Haha would use E85 if it was an option here, but I'm not paying $3 a litre. Until it becomes more available, I'll be on PULP.

It'll happen man!! No rush ;)

Hope you get the E85 over there one day soon!

Haha yeh, would be good. At the moment I'm more likely to go WMI, it's just way easier. To be honest though, I think any more engine mods are on hold for awhile. Whatever power it makes with this tune is where it will stay for now. I just want to drive the damn thing again. The original plan was to have it ready for the reopening of Barbegallo, but I've overshot that by about 2 months now :( Dying to hit the track again.

Actually next money might be on a lap-timer, I still don't know what I'm getting around Barbs :unsure:

So the saga continues... Engine failed on the dyno today. Valves are sticking open. Don't even know where to start, but tomorrow I have to pick the car up and get it home. No idea where it goes from here.

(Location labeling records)

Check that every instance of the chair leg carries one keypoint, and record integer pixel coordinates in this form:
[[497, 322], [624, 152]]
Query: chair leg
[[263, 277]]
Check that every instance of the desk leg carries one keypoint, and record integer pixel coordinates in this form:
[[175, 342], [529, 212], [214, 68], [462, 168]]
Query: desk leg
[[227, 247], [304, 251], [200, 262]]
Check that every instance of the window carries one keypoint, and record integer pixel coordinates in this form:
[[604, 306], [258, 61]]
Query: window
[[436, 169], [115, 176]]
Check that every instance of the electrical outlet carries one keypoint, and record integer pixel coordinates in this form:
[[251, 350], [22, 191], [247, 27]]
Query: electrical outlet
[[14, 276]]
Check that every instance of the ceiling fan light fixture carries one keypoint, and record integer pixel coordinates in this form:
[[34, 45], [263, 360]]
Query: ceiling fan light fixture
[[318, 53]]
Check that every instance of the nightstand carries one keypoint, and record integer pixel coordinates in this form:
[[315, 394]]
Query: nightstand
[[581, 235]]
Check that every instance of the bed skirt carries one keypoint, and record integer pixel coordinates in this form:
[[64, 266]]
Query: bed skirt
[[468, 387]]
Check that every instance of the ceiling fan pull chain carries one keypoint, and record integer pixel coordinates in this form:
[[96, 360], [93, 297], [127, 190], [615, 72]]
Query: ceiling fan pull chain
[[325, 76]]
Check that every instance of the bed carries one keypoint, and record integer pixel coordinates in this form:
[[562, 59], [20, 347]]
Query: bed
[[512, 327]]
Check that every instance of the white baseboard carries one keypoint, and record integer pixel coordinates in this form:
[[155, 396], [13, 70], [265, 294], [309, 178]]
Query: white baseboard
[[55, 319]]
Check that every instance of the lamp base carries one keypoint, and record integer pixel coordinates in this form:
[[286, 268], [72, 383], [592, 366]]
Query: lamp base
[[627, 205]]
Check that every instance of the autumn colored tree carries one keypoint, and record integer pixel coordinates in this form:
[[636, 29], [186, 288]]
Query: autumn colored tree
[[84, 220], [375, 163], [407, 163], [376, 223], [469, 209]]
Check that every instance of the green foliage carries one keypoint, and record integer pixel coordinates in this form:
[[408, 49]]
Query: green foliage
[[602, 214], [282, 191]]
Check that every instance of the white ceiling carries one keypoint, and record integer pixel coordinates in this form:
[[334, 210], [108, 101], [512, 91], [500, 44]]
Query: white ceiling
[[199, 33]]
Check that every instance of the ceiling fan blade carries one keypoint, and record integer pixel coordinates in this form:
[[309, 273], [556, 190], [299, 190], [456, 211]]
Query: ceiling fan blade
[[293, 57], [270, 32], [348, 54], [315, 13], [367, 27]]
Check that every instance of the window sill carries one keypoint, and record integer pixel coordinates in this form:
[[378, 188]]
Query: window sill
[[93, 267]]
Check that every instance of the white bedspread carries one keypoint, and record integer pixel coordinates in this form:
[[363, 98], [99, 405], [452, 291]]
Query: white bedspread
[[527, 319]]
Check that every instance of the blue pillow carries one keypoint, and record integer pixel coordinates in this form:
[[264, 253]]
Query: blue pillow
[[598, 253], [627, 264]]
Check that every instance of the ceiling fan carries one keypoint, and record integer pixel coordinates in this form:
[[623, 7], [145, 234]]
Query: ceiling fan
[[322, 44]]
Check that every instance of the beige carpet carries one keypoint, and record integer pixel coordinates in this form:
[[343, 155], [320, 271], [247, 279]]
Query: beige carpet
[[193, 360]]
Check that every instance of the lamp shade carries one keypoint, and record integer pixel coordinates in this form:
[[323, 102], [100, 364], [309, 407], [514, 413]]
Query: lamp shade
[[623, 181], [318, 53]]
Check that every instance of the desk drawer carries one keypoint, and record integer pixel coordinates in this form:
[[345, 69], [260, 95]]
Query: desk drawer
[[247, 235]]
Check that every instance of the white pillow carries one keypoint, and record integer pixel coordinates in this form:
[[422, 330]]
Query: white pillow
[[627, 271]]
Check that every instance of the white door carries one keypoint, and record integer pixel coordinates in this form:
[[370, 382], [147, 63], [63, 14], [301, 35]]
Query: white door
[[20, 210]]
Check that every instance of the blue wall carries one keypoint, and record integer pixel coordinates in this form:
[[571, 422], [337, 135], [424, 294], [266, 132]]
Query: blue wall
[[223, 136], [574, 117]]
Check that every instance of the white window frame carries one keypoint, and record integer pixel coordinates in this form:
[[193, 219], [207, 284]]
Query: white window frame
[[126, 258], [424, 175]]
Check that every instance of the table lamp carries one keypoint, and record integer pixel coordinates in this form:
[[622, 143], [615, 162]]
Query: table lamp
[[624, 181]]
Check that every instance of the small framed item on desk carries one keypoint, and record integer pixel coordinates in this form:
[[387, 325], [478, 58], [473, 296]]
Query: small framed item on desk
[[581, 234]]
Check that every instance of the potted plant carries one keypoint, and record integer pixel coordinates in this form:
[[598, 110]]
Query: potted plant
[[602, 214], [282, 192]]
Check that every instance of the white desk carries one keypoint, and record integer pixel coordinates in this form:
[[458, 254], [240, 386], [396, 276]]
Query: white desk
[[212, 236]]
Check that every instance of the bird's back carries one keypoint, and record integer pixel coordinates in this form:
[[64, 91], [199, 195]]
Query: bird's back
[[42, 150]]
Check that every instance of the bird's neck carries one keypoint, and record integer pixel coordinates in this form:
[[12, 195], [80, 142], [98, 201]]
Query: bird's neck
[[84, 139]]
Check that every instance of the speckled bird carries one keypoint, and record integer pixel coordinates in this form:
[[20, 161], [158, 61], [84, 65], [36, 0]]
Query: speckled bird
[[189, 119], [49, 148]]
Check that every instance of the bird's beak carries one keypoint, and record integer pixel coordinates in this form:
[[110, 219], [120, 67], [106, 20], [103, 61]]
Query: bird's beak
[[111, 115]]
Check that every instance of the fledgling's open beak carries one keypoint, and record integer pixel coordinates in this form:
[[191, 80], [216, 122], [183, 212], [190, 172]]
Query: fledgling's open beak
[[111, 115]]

:: Task 1 ::
Reproduce the forum thread from "Hope you get" up to and including "goes from here.".
:: Task 2 ::
According to the forum thread, by roughly how long has the writer missed the original goal of having the car ready for the reopening of Barbegallo?
The location labeling records are separate material, apart from the forum thread.

:: Written answer 1 ::
Hope you get the E85 over there one day soon!

Haha yeh, would be good. At the moment I'm more likely to go WMI, it's just way easier. To be honest though, I think any more engine mods are on hold for awhile. Whatever power it makes with this tune is where it will stay for now. I just want to drive the damn thing again. The original plan was to have it ready for the reopening of Barbegallo, but I've overshot that by about 2 months now :( Dying to hit the track again.

Actually next money might be on a lap-timer, I still don't know what I'm getting around Barbs :unsure:

So the saga continues... Engine failed on the dyno today. Valves are sticking open. Don't even know where to start, but tomorrow I have to pick the car up and get it home. No idea where it goes from here.

:: Written answer 2 ::
About 2 months.